WHAT THIS TASK INVOLVES →
Select every line in the records below that contains the word "traffic" and copy each one out. Treat uppercase and lowercase as different.

[Some records]
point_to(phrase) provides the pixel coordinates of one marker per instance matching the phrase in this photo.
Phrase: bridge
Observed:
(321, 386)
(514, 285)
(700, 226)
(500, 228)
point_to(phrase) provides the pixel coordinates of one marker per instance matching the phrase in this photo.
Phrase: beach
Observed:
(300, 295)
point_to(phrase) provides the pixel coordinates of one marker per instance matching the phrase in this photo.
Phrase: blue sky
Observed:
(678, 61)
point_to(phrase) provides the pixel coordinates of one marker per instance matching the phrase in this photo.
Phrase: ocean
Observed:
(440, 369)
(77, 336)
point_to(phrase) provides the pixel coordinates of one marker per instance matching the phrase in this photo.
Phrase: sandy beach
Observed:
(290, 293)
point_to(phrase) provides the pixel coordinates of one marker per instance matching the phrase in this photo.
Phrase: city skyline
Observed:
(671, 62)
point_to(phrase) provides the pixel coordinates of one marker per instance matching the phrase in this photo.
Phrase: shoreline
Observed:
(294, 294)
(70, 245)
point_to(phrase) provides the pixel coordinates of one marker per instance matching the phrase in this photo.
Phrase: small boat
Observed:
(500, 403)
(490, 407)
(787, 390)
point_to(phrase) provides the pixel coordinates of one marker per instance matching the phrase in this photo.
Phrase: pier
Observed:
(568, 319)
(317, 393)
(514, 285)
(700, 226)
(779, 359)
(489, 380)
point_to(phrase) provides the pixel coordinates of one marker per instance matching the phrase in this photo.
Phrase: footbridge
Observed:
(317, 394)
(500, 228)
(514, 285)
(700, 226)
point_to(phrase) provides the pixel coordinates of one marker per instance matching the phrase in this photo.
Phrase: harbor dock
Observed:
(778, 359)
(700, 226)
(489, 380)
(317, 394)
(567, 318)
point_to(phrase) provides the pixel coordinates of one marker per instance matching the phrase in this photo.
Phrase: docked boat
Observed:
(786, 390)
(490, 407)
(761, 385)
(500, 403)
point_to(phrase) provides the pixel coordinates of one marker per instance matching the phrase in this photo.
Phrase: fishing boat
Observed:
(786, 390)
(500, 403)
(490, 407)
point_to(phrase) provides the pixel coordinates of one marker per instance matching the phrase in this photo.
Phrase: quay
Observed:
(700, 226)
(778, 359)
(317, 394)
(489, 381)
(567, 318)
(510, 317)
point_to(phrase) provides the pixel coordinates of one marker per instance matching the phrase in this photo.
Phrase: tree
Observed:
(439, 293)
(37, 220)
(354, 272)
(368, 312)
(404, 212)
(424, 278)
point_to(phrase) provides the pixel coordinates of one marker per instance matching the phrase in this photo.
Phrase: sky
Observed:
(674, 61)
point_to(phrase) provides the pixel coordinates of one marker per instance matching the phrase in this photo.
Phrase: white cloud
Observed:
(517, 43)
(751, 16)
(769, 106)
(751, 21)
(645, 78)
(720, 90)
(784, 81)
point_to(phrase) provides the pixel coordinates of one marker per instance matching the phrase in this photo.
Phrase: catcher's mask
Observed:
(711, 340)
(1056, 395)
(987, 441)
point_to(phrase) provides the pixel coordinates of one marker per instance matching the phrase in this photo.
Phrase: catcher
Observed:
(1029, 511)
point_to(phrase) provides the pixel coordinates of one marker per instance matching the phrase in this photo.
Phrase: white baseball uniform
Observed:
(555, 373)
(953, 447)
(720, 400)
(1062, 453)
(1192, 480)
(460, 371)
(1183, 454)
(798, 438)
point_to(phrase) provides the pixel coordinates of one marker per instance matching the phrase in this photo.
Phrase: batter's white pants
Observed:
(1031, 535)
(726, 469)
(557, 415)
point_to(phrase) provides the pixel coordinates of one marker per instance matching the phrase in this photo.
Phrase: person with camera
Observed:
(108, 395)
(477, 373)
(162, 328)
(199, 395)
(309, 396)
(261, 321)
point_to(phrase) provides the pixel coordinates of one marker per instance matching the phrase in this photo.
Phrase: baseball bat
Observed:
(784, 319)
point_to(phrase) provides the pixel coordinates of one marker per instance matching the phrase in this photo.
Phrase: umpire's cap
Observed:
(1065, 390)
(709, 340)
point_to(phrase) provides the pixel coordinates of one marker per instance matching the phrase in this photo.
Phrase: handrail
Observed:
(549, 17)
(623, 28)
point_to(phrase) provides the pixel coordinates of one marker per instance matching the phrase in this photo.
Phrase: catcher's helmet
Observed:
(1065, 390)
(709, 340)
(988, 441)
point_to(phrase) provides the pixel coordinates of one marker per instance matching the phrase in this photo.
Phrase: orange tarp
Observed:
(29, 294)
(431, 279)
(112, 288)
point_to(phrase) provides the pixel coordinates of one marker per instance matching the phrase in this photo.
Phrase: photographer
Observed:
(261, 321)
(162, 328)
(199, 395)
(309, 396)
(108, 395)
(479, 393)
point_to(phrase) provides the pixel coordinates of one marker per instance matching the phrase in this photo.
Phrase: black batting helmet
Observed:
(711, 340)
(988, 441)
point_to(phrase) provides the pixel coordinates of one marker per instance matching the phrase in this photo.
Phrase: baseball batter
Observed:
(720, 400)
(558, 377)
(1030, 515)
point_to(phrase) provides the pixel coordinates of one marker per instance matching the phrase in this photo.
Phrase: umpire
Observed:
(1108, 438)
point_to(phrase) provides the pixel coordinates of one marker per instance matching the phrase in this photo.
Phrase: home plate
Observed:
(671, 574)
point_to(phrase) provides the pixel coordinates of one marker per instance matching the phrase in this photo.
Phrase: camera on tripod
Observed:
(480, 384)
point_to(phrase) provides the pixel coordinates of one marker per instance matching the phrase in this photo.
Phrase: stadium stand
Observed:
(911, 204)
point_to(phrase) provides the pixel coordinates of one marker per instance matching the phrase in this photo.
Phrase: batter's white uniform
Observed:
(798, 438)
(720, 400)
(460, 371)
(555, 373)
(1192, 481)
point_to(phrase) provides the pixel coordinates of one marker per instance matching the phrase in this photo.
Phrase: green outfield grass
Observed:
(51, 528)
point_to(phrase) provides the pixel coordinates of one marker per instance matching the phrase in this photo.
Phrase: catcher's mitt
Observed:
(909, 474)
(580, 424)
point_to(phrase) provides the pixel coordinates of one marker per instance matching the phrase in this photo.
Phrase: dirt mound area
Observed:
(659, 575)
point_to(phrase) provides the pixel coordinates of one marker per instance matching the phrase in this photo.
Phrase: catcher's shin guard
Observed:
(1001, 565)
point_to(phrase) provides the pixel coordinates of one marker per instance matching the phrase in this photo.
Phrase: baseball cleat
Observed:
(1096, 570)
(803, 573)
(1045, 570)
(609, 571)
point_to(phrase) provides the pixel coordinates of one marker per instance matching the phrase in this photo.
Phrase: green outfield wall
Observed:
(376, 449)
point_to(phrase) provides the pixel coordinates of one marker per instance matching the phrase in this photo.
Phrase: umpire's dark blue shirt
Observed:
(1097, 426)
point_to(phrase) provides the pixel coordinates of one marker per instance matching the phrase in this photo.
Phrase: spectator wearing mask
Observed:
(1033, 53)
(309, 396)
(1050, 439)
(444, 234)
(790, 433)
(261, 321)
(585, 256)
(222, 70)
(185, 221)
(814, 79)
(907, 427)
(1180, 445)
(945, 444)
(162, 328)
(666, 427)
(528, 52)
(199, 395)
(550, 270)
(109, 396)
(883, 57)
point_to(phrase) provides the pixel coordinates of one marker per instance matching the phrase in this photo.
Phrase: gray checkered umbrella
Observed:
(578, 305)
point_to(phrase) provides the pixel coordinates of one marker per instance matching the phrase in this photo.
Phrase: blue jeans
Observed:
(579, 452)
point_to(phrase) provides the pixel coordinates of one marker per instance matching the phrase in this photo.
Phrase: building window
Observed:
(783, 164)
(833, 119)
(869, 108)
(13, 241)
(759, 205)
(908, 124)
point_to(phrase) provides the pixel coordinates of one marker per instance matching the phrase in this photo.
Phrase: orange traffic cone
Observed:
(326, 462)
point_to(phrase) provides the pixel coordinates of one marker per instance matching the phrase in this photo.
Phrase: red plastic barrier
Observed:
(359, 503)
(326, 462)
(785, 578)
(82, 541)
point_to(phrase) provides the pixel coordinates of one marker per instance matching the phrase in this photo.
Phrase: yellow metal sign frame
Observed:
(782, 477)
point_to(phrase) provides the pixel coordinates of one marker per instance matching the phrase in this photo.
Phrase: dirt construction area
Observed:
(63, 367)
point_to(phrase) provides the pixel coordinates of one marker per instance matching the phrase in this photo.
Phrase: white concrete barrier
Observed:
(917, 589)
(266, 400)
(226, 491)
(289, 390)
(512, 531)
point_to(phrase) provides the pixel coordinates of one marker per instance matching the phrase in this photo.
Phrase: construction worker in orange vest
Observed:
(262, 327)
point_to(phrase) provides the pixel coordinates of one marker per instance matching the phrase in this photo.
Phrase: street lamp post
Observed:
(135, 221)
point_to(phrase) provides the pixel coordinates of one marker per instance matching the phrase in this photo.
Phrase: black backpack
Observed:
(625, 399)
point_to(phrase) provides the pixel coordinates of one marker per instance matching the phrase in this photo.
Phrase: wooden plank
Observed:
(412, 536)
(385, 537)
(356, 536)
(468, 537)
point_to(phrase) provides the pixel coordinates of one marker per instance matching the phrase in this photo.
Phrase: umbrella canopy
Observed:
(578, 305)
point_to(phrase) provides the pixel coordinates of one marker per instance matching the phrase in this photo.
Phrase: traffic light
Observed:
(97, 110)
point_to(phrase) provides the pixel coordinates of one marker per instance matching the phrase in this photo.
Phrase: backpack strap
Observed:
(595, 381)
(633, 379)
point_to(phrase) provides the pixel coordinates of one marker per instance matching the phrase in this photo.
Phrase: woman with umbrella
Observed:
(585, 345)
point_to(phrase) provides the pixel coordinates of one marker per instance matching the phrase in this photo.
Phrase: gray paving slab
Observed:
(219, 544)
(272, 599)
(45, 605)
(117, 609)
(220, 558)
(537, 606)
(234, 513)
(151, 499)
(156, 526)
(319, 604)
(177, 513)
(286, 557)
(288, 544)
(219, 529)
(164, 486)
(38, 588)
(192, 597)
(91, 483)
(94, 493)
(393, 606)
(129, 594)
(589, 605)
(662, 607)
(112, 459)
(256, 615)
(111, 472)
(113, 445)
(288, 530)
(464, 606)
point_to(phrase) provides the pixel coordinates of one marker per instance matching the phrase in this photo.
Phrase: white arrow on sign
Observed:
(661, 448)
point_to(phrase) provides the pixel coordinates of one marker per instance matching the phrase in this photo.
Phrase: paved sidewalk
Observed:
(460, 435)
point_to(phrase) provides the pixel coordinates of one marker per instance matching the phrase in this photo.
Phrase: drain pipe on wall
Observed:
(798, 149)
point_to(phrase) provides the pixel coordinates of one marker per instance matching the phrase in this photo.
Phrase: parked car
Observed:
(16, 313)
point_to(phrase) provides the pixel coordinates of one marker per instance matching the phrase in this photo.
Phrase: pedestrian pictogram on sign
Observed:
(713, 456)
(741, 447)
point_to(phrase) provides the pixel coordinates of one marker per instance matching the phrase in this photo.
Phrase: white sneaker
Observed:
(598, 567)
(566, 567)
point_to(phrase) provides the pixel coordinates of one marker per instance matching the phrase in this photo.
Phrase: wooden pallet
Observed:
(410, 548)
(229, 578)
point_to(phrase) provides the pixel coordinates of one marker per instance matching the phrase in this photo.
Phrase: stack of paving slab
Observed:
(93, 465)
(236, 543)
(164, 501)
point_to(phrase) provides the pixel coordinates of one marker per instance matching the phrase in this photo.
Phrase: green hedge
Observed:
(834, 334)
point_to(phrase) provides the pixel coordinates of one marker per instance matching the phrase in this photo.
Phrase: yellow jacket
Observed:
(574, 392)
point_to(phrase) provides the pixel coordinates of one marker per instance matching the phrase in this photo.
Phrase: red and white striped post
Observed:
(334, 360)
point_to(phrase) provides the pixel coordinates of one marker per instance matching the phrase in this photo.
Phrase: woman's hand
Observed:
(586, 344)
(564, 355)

RESULT OF THIS EXERCISE →
Phrase: orange traffic cone
Phrase: traffic light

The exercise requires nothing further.